◆ **STATED EXERCISE**
Can you render the lines below as a JSON list of strings, with one string per line and any blank lines omitted?

:: INFORMATION SHOWN ::

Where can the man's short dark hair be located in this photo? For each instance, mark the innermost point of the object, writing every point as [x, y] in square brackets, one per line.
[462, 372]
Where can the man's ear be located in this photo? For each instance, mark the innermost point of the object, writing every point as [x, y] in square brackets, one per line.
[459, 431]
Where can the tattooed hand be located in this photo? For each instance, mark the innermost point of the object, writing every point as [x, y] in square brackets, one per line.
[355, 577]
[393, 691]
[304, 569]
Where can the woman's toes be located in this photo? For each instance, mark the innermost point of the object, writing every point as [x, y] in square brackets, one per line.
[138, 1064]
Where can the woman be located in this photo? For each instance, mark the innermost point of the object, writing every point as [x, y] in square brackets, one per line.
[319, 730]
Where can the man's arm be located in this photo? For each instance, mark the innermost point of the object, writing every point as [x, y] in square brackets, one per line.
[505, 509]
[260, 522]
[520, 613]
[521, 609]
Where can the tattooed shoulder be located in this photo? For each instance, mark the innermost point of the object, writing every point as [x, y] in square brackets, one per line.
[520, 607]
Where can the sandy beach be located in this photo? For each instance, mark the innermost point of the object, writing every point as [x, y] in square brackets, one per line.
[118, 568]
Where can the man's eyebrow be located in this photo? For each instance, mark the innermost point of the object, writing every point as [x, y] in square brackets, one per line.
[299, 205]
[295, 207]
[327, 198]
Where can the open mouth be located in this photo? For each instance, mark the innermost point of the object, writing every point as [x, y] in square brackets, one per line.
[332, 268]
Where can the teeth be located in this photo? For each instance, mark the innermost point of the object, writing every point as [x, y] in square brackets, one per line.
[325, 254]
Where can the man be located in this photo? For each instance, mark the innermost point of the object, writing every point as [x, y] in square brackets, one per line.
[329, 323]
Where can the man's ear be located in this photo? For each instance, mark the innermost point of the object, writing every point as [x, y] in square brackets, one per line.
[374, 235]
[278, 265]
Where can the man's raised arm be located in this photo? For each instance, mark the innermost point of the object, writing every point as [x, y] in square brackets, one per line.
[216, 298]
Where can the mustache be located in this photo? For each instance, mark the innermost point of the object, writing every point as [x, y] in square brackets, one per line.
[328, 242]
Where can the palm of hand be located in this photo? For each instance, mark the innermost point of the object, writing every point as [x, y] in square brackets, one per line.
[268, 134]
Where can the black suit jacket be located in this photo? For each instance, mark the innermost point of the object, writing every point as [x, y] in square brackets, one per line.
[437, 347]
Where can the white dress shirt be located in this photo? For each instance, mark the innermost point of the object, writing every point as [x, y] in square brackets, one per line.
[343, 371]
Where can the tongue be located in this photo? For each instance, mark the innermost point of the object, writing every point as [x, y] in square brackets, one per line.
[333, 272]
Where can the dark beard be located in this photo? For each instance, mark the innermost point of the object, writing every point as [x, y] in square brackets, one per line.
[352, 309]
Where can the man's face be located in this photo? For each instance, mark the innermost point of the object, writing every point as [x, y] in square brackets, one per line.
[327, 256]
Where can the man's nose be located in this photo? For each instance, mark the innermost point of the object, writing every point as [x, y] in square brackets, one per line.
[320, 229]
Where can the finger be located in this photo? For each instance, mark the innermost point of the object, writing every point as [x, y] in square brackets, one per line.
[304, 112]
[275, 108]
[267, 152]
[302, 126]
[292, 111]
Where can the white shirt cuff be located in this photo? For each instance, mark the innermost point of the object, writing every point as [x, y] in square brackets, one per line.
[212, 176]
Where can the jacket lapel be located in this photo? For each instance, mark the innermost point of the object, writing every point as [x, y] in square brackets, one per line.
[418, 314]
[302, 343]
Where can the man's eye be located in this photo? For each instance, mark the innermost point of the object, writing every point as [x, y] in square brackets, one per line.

:::

◆ **PROBLEM SOLUTION**
[
  "Where can the man's short dark hair be located in this photo? For each instance, mark the innermost point of the object, writing every point as [x, y] in square brackets, one per line.",
  "[462, 372]",
  "Where can the man's ear be located in this photo? For each instance, mark the innermost point of the object, writing every point as [x, y] in square brackets, one per line.",
  "[459, 431]",
  "Where can the tattooed hand be located in this photo? For each instance, mark the innermost point of the object, writing every point as [x, y] in square brackets, one per line.",
  "[355, 577]",
  "[393, 691]",
  "[304, 569]",
  "Where can the woman's toes be located in this photo? For each instance, mark the innermost point of the object, writing every point as [x, y] in square brackets, one per line.",
  "[138, 1064]",
  "Where can the woman be located in this photo? For each instance, mark the innermost point of the object, writing every point as [x, y] in square brackets, one per line.",
  "[319, 730]",
  "Where can the man's arm be located in this photo? For each instance, mark the innermost point of the object, writing every point as [x, y] in square brackets, one per line.",
  "[505, 509]",
  "[260, 522]",
  "[520, 613]",
  "[521, 609]",
  "Where can the tattooed shoulder be located in this photo? For each instance, mark the innermost point of the object, writing every point as [x, y] in square brackets, one per line.",
  "[520, 607]",
  "Where can the sandy beach be located in this photo? For each instance, mark the innermost point of the object, writing every point as [x, y] in square brackets, one per line.",
  "[118, 568]",
  "Where can the man's eyebrow be located in this photo? For each instance, mark the innermost point of the object, writing every point as [x, y] in square brackets, one per line.",
  "[299, 205]",
  "[295, 207]",
  "[327, 198]",
  "Where can the open mouth be located in this photo? For each instance, mark the innermost point of the object, writing every point as [x, y] in square brackets, one per line.",
  "[332, 268]",
  "Where can the teeth be located in this photo? For each instance, mark the innermost point of the object, writing every point as [x, y] in square brackets, one per line.",
  "[325, 254]",
  "Where can the man be located in this photo? For each instance, mark the innermost point of the object, writing every point as [x, y] in square brackets, one per line.",
  "[329, 323]",
  "Where can the man's ear be located in this photo? For each instance, mark the innermost point of the object, writing every point as [x, y] in square brackets, one per line.",
  "[374, 235]",
  "[278, 265]",
  "Where can the man's raised arm be located in this photo? For each instance, mark the innermost point of the object, writing every point as [x, y] in square brackets, one per line.",
  "[216, 298]",
  "Where can the mustache be located in this photo? For each instance, mark the innermost point of the object, writing every point as [x, y] in square brackets, one per line.",
  "[328, 242]",
  "Where can the palm of hand be located in this photo? For each instance, mark the innermost point of the object, writing every point as [x, y] in square brackets, one per line.",
  "[268, 134]",
  "Where can the black suit jacket be located in this photo? For each instance, mark the innermost point of the object, writing every point as [x, y] in square brackets, one per line.",
  "[437, 347]",
  "Where can the white dress shirt be located in this photo? For each instance, mark the innermost point of the object, writing every point as [x, y] in square brackets, one per line.",
  "[343, 371]",
  "Where can the tongue be located in this photo? For each instance, mark the innermost point of the object, writing every point as [x, y] in square brackets, one per line.",
  "[333, 272]",
  "Where can the dark beard be located in this photo? For each instance, mark the innermost point of the object, writing every point as [x, y] in square brackets, one per line.",
  "[352, 309]",
  "Where can the man's face be located in this photo? For each instance, mark the innermost point of the object, writing every point as [x, y] in square brackets, one per line.",
  "[327, 256]",
  "Where can the man's nose be located in this photo? For each instance, mark the innermost point of the object, writing every point as [x, y] in square brackets, one per line.",
  "[320, 229]",
  "Where can the finger be located in this photo? For each instance, mark the innermost point of the object, writing every point as [x, y] in square brackets, one per line.",
  "[304, 112]",
  "[275, 108]",
  "[267, 152]",
  "[302, 126]",
  "[292, 111]",
  "Where can the white shirt cuff be located in this photo? For each instance, mark the innermost point of the object, writing every point as [x, y] in square brackets, one per line.",
  "[212, 176]",
  "Where can the jacket lapel be located in this photo? For each instance, mark the innermost point of the object, writing every point as [x, y] in square brackets, one per line.",
  "[418, 314]",
  "[302, 343]",
  "Where can the man's eye be located in this photo? For each instance, mark the innermost point of the object, writing every point as [x, y] in square brackets, one per line."
]